■ **PROBLEMS TO SOLVE**
[1] List every person named in the event listings.
[2] In the event listings, retype everything from "This live event" down to "create improvisational music." with no changes.

This live event from 5-9pm includes a skate jam and DJ set. Free entry.
A panel discussion with Ben Borthwick, KARST’s head of Creative Programme and Paula Orrell, coordinator, Visual Arts South West using the framework provided by Speedwell – an Arts Council England and Plymouth Culture commission made by artist’s collective Still/Moving. The work was a response to the complexity of commemorating the 400th anniversary of the sailing of the Mayflower: challenging accepted histories, behaviours and knowledge systems offers the possibility in this moment to consider, design and activate ‘new’ forms of ‘worlding’.
Artist and performer Dustin Ericksen brings Light, observed to a close with his Finissage Event ‘The eye ain’t heard, the ear ain’t seen’. With banjo and synthesiser, Ericksen will create improvisational music.

Text-to-region grounding records
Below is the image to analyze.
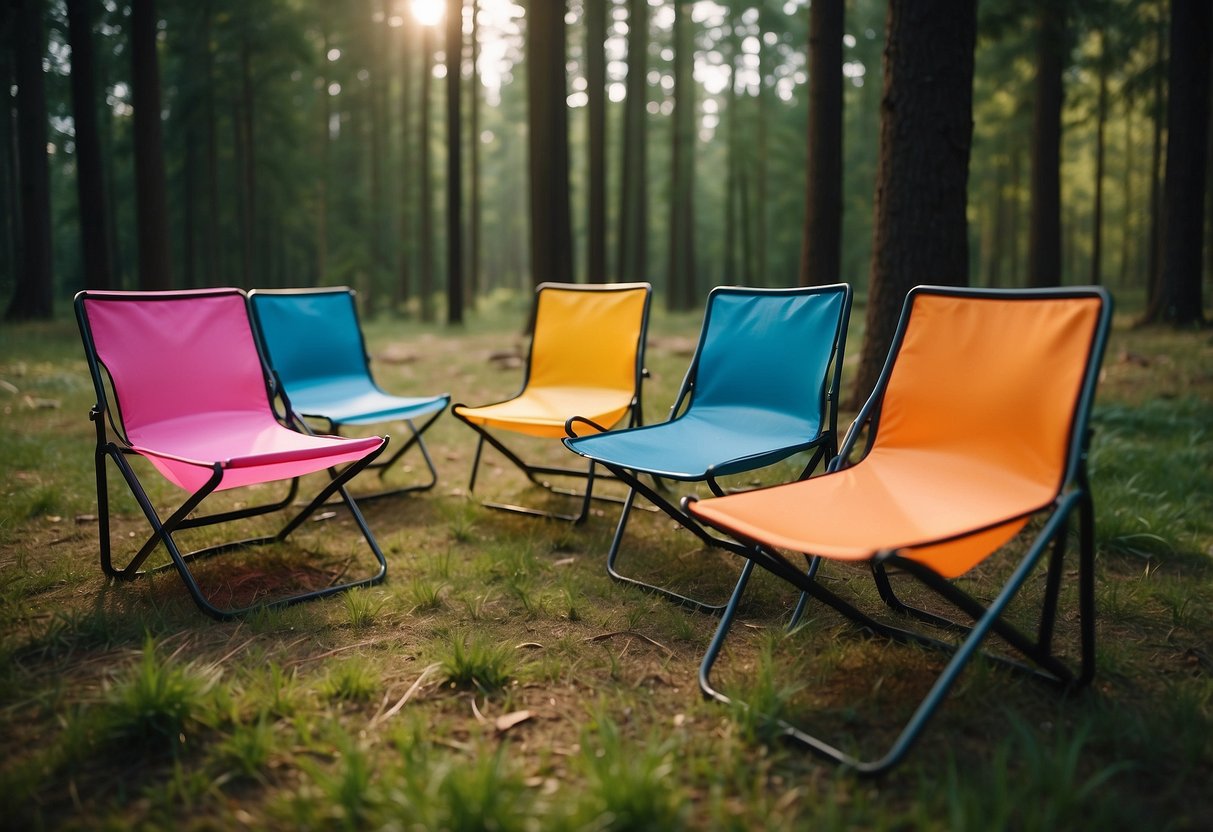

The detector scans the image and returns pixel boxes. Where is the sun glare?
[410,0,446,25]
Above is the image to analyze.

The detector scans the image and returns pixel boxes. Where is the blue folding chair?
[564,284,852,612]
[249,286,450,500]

■ **REPLIES**
[1]
Ben Borthwick
Paula Orrell
Dustin Ericksen

[2]
This live event from 5-9pm includes a skate jam and DJ set. Free entry.
A panel discussion with Ben Borthwick, KARST’s head of Creative Programme and Paula Orrell, coordinator, Visual Arts South West using the framework provided by Speedwell – an Arts Council England and Plymouth Culture commission made by artist’s collective Still/Moving. The work was a response to the complexity of commemorating the 400th anniversary of the sailing of the Mayflower: challenging accepted histories, behaviours and knowledge systems offers the possibility in this moment to consider, design and activate ‘new’ forms of ‘worlding’.
Artist and performer Dustin Ericksen brings Light, observed to a close with his Finissage Event ‘The eye ain’t heard, the ear ain’t seen’. With banjo and synthesiser, Ericksen will create improvisational music.